== Written problem ==
Quote the records that follow in full and exactly; leave out the pictures.
↓
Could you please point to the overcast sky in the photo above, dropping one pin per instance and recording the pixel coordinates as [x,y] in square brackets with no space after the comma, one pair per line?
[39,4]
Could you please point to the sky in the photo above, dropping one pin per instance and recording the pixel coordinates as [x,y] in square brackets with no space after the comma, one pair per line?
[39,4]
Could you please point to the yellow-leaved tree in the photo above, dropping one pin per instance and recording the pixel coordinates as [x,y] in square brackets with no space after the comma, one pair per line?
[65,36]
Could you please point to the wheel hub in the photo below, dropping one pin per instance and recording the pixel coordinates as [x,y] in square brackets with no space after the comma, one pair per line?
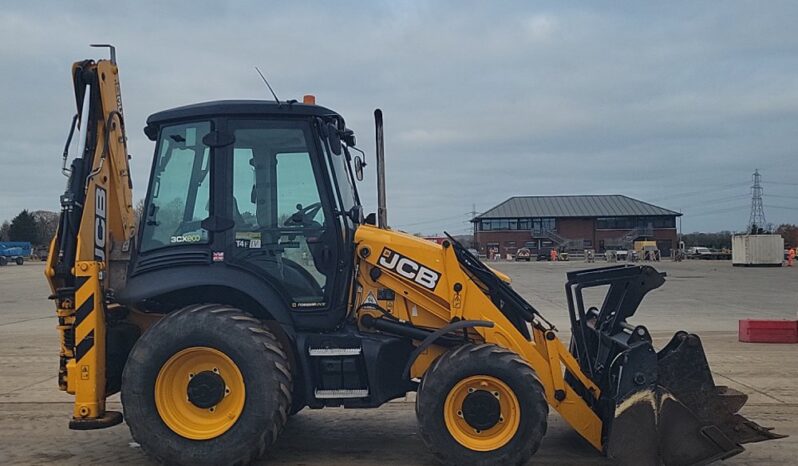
[206,389]
[481,410]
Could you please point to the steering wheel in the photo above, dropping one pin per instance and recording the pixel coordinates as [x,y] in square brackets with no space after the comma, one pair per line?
[304,215]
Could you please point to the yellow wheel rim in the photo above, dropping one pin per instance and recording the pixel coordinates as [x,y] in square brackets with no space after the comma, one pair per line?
[172,401]
[471,437]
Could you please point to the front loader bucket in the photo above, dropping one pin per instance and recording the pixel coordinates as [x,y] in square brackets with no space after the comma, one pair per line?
[684,419]
[658,408]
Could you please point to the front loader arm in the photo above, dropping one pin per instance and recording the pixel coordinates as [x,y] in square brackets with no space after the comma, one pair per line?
[88,255]
[627,400]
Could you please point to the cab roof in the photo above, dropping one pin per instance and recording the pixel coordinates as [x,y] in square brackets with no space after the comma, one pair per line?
[238,107]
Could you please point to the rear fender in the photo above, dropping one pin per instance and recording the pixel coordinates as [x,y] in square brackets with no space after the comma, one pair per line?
[187,285]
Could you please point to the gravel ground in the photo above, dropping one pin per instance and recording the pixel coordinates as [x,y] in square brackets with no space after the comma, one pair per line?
[706,297]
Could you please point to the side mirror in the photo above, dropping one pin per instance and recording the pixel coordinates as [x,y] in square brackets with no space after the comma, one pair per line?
[359,164]
[334,139]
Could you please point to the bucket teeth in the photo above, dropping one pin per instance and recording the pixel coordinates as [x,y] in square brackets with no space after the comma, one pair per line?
[684,419]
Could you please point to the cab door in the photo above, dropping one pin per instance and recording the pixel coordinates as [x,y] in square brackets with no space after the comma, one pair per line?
[283,217]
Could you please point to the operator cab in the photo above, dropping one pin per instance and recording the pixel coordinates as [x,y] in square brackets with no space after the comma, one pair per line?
[258,187]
↑
== Output for this exercise ==
Could you please point to the overcast sky in the photo above, dropping one pin per instance and recording the pixel coordinates as [x,y] in square brackets with no space after the comma, one pair per line?
[39,4]
Could you please point to the sky in the photo above, dropping one pin per instance and recording the pixel coordinates as [x,y] in square brackets with no space after the comma, one pair per line?
[39,4]
Could you please point to the yellow-leaved tree in the photo above, dropping one pin per instance and recording the pixel coordinates as [x,y] in square brackets with no space after the comma, one pair per line?
[65,36]
Could you please point to the wheel hub in the photo below, dropping one pin per instance and recording the pixel coordinates as [x,y] in square brackets with no space after the comma, one pair per line?
[206,389]
[481,410]
Could you please point to the steering wheel in the photo above, dropping one pin per instance and recording the pixel coordinates as [x,y] in square brackets with no space after the comma, one pair per line?
[304,215]
Could you please point to the yellow wheel rim in the photo above, dropping one pin per instance and recording the pixel coordinates as [x,y] in square brackets with no space after the comma, one pair per line?
[172,401]
[471,437]
Could you please point to the front loader bucket in the photo above, dropping one pin per instance and recording the pixel coordinates as [x,y] in square brackets with no space after the comma, one pair per line?
[684,419]
[658,408]
Could you please point to the front loader arm in the photo above, dropping one pin per instance and recording the pixel coordinates as [x,y] in square brackets with no space after the comma, one pair per line?
[88,255]
[627,400]
Could you please point to the cab roof in the photo above, dropping one pin per instance and recording the pixel coordinates as [x,y] in square brackets with no space after the comma, one pair per line?
[238,107]
Could you please point to the rear fender in the photo above, dropping one pin per instance and recording the pixel coordinates as [x,y] in square brackets with no space after the comma, one pair per line?
[187,285]
Could you please point to the gravel ground in the photo above, dropping one pin per instance and recording the pixel coordinates as [x,y] in square brackets with no space after the comma, one pair per line?
[706,297]
Could you please point to the side mirror in the photo above, dropping one pin per instance and recording the pixel coordinates as [x,y] in square brackets with no space after the comma, one pair per line?
[359,164]
[334,139]
Could you please point to the bucket teeth in the photo above, dropping one pin per instance and recording the pixel coordinates as [x,y] in square brackets with no space after the comma, one pair per line?
[684,419]
Could you please point to the cab door in the photo above, dropping one pin per instance and recording the pixel coordinates as [x,y] in square brackets with no space after the comma, one pair per line?
[283,217]
Could you please point to the operator cab in the photo above, dropping one pin per instance and recording the pixel coordinates as [x,y] in square brackets with no space after the comma, one pair per line?
[258,187]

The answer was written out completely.